> _Required task A_
In the labour movement passage, how many "interests" does the working class have as a class?
> _Required task B_
Write out the part of the labour movement passage that begins at the words "And this is" and stops after "as a whole.".

> _Page text_
start

An answer brings us the second point. As a class, the working class, those who have to sell their labour power in order to exist, have as many ‘interests’ (understood as requirements, or goals that they seek) as the total number of persons in that class. If we step back from the noise of millions, we may discern large sections or groups who share certain interests, which might serve their particular condition or mitigate a specific hardship. In some cases we note that such a group’s interest appears to clash with some other group’s interest. An example might be where a set of skilled workers demand certain gains, but present that as a structural arrangement in relation to other workers eg ‘we are always to be paid 10% above the paint shop, or the cleaners, or the women workers, or the black workers, or the young or the new workers.’

And this is where a labour movement comes in. An effective labour movement in economics and in politics (viz a working class party) tries to distill and generalise working class interests as they effect the whole of that class AND as that class goes on to effect the whole of society. These shared, collective and societal interests stand above and sometimes repudiate partial interests within the working class where those interests damage another part of the same class. So comes the developing understanding that the fluctuation and downward pressure on wages and the constant mixture of the movement of labour and unemployment is an essential part of an antagonistic social system, which must be replaced as a whole.

Again this is not playing with 'liberal arguments about immigration' but rather with the endless struggle to build up a class movement that represents class interests as a whole, vis a vis itself and the society it wishes to lead.

A third significant point now emerges. The question of immigration is more acute today in western societies at any time since WW2 such that ‘open door’ immigration does appear as an anachronistic fantasy. (And, as some seem to argue, the traditional radical sectarian left apparently gets tangled up with middle class metro liberals!)

end

> _Recorded data_
start

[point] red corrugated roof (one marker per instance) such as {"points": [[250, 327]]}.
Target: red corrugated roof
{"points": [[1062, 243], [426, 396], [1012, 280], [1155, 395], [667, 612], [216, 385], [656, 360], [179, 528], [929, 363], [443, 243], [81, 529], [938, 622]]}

end

> _Correct output A_
As many as the total number of persons in that class.

> _Correct output B_
And this is where a labour movement comes in. An effective labour movement in economics and in politics (viz a working class party) tries to distill and generalise working class interests as they effect the whole of that class AND as that class goes on to effect the whole of society. These shared, collective and societal interests stand above and sometimes repudiate partial interests within the working class where those interests damage another part of the same class. So comes the developing understanding that the fluctuation and downward pressure on wages and the constant mixture of the movement of labour and unemployment is an essential part of an antagonistic social system, which must be replaced as a whole.